> EXERCISE OBJECTIVE:
Please add 99 to every bounding-box coordinate in the lines from the line that contains "QA check: does the distant" through the line that contains "[60,202,640,219]", and write out all of those lines again, requests included.

> PROVIDED DATA:
########

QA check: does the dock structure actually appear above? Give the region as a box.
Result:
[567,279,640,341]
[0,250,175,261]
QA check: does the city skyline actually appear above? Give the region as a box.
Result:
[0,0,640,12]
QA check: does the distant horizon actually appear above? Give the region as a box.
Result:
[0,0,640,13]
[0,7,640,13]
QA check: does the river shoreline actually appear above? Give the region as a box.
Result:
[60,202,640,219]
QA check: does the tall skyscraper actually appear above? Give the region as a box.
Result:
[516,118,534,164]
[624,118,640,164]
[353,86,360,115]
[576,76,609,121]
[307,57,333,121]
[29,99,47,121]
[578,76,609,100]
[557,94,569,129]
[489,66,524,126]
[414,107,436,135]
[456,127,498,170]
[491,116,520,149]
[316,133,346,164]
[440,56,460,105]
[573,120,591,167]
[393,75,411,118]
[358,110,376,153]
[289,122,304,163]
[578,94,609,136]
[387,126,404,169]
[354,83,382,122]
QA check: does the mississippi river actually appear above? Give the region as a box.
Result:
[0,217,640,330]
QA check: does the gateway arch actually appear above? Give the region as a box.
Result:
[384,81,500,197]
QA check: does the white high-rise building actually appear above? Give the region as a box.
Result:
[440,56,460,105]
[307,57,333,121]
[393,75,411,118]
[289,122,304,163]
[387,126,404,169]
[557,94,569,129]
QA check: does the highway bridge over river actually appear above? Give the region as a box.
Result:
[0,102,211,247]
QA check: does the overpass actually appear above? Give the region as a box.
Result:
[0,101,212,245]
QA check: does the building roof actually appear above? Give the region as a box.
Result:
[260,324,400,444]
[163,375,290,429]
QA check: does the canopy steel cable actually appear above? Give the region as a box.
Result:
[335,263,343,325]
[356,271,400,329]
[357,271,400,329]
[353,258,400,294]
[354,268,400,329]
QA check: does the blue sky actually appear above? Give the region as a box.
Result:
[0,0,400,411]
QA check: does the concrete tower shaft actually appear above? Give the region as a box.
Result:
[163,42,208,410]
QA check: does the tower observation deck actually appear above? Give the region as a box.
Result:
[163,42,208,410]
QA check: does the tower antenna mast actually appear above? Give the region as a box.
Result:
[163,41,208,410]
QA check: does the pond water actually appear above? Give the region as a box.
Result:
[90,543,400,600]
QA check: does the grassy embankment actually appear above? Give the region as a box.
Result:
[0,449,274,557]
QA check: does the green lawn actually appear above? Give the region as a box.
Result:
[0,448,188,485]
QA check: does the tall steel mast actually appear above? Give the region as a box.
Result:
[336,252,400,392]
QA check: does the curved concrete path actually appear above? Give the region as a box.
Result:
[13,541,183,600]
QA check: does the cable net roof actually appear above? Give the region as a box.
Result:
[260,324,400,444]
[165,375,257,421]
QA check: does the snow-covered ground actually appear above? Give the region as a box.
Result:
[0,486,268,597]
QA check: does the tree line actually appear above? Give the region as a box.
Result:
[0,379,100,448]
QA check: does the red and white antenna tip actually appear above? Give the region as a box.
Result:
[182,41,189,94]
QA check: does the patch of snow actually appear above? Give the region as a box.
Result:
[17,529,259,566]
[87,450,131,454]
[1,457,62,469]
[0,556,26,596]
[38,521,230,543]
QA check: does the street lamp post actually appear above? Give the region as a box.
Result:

########

> RESULT OF THIS EXERCISE:
QA check: does the distant horizon actually appear above? Give the region as a box.
Result:
[99,99,739,112]
[99,106,739,112]
QA check: does the river shoreline actually appear above? Give the region as a box.
Result:
[159,301,739,318]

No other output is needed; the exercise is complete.